▸ Supplied text
Please cite this paper as: Esposito et al. (2012) Impact of viral infections in children with community-acquired pneumonia: results of a study of 17 respiratory viruses. Influenza and Other Respiratory Viruses DOI: 10.1111/j.1750-2659.2012.00340.x.

Background  Little is known about the prevalence of viral infections in children with community-acquired pneumonia (CAP).

Objectives  To describe the clinical and virological data collected from children with radiographically confirmed CAP in whom 17 respiratory viruses were sought in respiratory secretion samples during the acute phase of the disease.

Patients and methods  The study involved 592 children with radiographically confirmed CAP whose respiratory secretion samples were tested using the Luminex xTAG Respiratory Virus Panel Fast assay, which simultaneously detects influenza A virus, influenza B virus, respiratory syncytial virus (RSV)-A and -B, parainfluenzavirus-1, -2, -3, and -4, adenovirus, human metapneumovirus, coronaviruses 229E, NL63, OC43, and HKU1, enterovirus/rhinovirus, and bocavirus. A real-time PCR assay was used to identify the rhinovirus in the enterovirus/rhinovirus-positive samples.

Results  A total of 435 children (73·5%) were positive for at least one virus: the most frequently detected was RSV, which was found in 188 (31·7%), followed by rhinovirus (n = 144, 24·3%), bocavirus (n = 60, 10·1%), influenza viruses (n = 57, 9·6), and hMPV (n = 49, 8·2%). Viral co-infections were found in 117 children (19·7% of the enrolled children; 26·9% of those with viral infections). Marginal differences were found between the infections owing to a single virus. Co-infections showed radiographic evidence of alveolar pneumonia significantly more frequently than single infections (OR 1·72, 95% CI 1·05–2·81).

Conclusions  The findings of this study highlight the importance of respiratory viruses (mainly RSV and rhinovirus) in children with CAP and show the characteristics of both the single infections and co-infections associated with the disease.

▸ Work item A
How many children took part in the study described in the pneumonia abstract?
▸ Work item B
Rewrite everything in the pneumonia abstract from "Objectives  To describe" down to "of the disease.", putting "early phase" in place of "acute phase".

▸ Records from a data collection
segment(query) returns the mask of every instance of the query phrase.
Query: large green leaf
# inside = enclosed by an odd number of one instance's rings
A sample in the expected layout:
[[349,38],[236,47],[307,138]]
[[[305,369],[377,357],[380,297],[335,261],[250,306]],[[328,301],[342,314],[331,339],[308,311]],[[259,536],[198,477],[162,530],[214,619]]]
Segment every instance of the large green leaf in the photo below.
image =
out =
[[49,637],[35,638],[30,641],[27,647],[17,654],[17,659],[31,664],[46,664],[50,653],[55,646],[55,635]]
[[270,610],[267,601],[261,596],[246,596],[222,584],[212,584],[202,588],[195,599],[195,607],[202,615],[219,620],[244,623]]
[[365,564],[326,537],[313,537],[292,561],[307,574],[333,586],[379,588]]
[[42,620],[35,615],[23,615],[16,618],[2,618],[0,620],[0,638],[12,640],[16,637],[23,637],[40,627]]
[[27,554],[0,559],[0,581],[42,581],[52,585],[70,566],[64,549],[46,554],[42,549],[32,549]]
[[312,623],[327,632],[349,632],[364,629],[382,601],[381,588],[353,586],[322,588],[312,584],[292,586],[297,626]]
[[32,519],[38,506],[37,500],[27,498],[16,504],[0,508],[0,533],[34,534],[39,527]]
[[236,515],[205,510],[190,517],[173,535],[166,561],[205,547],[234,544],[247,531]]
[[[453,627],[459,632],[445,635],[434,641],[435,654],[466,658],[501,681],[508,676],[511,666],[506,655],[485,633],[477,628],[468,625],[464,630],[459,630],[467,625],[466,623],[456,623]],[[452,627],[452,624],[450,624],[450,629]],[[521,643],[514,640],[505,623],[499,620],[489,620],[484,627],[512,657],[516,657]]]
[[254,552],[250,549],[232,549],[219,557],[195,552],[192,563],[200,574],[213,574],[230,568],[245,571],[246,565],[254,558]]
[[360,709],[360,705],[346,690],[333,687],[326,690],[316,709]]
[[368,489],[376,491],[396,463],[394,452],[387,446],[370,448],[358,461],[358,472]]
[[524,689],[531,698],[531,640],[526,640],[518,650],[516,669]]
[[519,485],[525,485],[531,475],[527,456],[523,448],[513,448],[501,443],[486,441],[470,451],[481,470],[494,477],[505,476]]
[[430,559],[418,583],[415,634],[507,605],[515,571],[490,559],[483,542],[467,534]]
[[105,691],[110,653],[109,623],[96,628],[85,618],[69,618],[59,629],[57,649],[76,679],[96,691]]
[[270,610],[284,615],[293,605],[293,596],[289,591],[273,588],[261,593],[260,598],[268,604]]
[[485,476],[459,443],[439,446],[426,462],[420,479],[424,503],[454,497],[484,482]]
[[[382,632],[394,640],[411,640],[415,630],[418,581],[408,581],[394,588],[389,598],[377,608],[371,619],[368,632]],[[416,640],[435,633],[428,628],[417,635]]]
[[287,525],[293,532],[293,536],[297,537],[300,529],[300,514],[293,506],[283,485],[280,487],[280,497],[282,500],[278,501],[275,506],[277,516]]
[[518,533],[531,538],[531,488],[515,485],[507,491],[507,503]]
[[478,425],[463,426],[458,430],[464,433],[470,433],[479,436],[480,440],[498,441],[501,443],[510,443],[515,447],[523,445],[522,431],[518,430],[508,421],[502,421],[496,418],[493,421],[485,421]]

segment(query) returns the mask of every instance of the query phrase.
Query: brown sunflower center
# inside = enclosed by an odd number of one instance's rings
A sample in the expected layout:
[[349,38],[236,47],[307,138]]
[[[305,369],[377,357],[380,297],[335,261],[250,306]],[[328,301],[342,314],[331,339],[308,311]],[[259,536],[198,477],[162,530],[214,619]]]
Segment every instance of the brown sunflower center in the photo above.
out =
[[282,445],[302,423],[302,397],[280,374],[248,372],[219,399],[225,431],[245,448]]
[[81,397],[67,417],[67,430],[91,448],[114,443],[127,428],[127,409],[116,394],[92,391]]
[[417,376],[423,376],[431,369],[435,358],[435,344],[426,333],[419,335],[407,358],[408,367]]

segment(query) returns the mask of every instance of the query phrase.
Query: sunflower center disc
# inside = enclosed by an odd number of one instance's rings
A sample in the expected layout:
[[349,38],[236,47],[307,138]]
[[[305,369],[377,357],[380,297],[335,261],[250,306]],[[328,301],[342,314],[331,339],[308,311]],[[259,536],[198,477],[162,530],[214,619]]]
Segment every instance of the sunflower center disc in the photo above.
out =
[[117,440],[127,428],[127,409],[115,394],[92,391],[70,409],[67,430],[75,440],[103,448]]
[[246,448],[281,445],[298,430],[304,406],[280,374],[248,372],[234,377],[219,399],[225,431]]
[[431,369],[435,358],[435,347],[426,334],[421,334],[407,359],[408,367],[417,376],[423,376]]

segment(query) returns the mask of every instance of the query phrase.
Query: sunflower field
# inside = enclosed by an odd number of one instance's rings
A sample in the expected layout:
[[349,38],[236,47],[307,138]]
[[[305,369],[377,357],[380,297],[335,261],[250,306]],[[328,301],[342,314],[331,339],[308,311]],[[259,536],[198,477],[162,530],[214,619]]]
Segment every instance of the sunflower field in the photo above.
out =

==

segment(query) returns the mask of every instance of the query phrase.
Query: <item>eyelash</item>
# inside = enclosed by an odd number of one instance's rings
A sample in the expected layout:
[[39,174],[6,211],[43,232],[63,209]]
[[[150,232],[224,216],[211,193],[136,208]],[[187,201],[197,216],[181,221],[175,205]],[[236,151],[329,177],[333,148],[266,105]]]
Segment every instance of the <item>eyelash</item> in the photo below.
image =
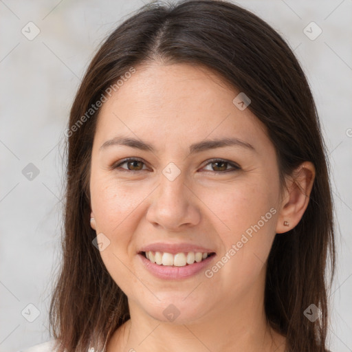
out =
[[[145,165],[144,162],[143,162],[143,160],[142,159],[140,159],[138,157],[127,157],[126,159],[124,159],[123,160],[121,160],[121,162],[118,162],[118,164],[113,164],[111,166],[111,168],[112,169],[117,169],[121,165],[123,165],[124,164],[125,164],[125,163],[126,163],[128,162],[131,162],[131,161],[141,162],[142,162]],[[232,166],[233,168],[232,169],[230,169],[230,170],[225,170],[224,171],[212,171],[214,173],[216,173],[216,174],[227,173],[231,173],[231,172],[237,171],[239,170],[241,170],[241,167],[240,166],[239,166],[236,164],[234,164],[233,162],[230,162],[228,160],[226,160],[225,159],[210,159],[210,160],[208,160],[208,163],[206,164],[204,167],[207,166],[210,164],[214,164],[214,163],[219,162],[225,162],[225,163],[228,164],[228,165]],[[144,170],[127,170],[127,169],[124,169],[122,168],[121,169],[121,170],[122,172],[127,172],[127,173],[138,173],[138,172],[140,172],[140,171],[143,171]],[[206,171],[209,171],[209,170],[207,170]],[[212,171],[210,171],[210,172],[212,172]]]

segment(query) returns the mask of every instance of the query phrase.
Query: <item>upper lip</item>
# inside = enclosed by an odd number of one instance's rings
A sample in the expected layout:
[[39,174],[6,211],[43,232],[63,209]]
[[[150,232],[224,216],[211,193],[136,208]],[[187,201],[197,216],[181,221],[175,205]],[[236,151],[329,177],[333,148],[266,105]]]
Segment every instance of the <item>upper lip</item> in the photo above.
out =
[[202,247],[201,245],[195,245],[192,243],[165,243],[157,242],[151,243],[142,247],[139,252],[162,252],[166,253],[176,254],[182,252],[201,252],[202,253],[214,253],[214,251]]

--

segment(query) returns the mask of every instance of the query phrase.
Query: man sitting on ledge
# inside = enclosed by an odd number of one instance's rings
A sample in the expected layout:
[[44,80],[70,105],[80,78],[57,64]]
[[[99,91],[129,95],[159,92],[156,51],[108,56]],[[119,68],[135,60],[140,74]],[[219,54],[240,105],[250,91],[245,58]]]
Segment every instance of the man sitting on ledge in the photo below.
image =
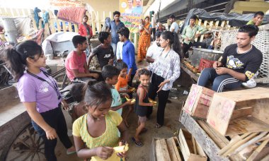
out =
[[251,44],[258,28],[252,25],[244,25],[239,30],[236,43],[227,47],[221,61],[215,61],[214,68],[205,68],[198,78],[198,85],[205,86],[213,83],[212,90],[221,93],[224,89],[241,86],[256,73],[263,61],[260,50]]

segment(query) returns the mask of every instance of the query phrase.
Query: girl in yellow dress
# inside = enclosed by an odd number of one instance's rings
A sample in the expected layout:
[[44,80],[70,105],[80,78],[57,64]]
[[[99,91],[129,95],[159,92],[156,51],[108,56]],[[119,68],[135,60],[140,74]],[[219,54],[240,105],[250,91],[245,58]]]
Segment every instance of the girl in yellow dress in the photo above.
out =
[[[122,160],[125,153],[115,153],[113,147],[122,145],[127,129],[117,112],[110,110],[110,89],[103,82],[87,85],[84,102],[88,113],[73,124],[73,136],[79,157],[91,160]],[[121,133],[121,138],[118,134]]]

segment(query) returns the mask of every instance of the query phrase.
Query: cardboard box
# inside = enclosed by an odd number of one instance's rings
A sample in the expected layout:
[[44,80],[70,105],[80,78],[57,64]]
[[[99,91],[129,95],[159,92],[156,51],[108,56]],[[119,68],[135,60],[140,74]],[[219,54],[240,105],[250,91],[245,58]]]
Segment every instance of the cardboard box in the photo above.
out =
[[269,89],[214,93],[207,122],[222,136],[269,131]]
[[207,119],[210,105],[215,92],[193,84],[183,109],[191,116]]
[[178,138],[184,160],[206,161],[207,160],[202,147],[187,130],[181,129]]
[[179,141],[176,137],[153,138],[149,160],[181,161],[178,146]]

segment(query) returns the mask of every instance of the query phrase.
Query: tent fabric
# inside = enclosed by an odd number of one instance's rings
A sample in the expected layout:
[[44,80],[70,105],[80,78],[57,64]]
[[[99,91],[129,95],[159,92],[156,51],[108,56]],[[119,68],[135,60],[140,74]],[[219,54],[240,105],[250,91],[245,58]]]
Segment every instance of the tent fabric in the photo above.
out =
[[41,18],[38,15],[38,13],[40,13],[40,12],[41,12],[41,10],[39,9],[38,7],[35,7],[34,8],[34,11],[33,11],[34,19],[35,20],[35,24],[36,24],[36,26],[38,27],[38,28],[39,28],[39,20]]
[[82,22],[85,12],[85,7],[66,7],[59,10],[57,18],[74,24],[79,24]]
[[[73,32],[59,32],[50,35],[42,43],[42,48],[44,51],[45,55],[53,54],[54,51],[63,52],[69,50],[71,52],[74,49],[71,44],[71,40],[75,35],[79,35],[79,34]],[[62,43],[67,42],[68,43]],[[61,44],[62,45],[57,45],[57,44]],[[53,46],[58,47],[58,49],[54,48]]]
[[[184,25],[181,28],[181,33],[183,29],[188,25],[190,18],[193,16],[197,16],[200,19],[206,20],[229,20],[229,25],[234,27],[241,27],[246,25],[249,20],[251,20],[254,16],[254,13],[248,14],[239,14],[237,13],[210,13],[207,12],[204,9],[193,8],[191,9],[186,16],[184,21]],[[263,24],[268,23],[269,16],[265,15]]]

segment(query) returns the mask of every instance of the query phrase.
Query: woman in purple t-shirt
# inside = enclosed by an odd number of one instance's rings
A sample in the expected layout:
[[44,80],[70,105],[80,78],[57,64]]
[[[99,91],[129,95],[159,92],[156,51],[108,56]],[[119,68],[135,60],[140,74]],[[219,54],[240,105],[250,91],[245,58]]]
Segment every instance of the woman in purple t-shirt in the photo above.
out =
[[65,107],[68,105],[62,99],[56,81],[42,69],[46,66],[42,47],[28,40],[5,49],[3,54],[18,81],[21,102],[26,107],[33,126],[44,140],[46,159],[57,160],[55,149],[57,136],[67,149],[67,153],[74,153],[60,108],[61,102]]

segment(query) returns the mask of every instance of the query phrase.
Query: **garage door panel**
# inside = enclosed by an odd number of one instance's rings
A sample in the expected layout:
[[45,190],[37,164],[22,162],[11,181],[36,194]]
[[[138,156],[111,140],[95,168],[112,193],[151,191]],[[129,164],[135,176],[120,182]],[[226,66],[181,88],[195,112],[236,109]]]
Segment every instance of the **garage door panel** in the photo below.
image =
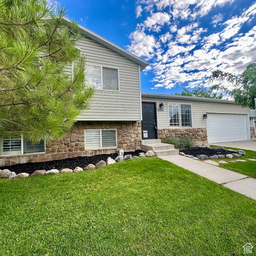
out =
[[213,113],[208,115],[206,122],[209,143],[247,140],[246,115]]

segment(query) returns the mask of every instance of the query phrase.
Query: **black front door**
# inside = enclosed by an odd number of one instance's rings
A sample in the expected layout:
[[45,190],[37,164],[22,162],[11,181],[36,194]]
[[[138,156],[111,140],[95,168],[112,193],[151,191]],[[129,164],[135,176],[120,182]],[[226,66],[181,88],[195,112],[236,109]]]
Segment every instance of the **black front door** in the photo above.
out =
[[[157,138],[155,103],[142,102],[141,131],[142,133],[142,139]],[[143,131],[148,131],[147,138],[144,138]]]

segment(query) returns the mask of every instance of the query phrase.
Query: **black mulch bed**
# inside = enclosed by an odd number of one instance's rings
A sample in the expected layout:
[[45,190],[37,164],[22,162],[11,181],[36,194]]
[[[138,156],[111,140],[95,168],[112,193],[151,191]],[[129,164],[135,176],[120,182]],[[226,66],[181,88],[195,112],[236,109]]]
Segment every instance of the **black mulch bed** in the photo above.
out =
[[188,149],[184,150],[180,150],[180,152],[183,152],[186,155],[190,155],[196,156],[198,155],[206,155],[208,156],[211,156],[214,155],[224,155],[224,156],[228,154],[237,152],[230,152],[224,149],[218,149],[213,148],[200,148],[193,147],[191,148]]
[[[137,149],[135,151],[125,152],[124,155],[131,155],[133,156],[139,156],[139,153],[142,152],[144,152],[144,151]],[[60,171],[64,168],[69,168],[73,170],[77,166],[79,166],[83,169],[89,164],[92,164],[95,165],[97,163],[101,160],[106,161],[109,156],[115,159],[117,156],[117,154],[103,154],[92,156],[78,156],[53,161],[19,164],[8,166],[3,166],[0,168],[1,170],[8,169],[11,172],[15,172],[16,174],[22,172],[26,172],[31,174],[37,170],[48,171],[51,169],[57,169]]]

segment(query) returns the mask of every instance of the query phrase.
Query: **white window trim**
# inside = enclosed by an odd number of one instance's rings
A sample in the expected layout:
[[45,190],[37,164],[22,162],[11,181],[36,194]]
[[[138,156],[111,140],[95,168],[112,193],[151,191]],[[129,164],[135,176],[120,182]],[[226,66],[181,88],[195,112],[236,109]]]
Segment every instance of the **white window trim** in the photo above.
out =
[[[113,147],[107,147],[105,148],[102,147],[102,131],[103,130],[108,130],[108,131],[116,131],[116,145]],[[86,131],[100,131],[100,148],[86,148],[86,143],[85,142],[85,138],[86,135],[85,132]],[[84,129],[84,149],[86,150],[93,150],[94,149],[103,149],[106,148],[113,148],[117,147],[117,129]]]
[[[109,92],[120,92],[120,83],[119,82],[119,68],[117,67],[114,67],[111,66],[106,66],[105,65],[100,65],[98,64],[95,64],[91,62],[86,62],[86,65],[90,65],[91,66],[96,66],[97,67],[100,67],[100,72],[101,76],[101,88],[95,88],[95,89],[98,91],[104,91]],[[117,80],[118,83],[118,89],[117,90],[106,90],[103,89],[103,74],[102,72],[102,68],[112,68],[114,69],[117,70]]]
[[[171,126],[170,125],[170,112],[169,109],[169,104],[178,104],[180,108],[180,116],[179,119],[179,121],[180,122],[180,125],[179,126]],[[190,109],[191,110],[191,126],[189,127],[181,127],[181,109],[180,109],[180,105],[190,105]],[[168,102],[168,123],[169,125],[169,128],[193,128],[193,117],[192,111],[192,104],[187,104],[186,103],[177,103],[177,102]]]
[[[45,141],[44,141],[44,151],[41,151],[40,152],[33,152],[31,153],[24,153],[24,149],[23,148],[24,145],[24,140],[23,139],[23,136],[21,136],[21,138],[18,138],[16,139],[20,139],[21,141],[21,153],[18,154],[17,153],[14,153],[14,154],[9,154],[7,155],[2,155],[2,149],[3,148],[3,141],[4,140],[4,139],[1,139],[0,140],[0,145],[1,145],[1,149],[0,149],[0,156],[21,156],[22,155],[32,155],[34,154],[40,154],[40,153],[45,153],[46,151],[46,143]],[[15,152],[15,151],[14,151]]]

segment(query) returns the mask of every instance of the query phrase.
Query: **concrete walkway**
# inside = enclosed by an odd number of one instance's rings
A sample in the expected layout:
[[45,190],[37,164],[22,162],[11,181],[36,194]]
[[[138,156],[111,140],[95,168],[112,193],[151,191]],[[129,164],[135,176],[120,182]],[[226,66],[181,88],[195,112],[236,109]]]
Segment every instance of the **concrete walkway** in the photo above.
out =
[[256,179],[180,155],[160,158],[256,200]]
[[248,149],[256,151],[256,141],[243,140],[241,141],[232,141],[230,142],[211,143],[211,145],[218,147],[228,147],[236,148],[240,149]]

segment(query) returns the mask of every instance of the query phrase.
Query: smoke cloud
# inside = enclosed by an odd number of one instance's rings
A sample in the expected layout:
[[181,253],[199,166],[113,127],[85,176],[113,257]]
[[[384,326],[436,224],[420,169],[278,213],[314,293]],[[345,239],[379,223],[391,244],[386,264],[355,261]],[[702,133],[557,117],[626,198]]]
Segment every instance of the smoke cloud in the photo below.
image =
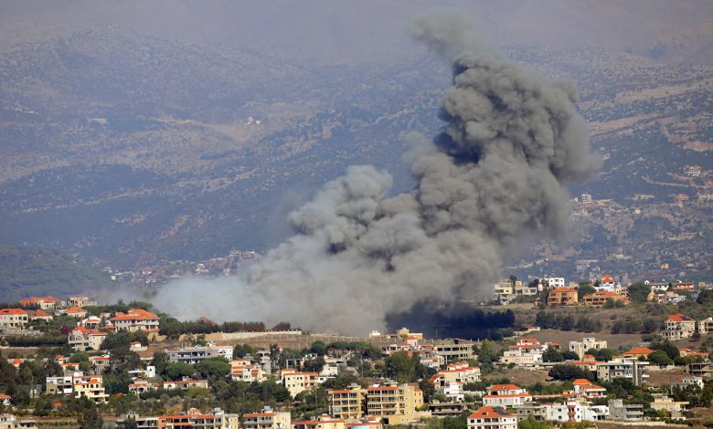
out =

▸ Written response A
592 children

▸ Written response B
Objectives  To describe the clinical and virological data collected from children with radiographically confirmed CAP in whom 17 respiratory viruses were sought in respiratory secretion samples during the early phase of the disease.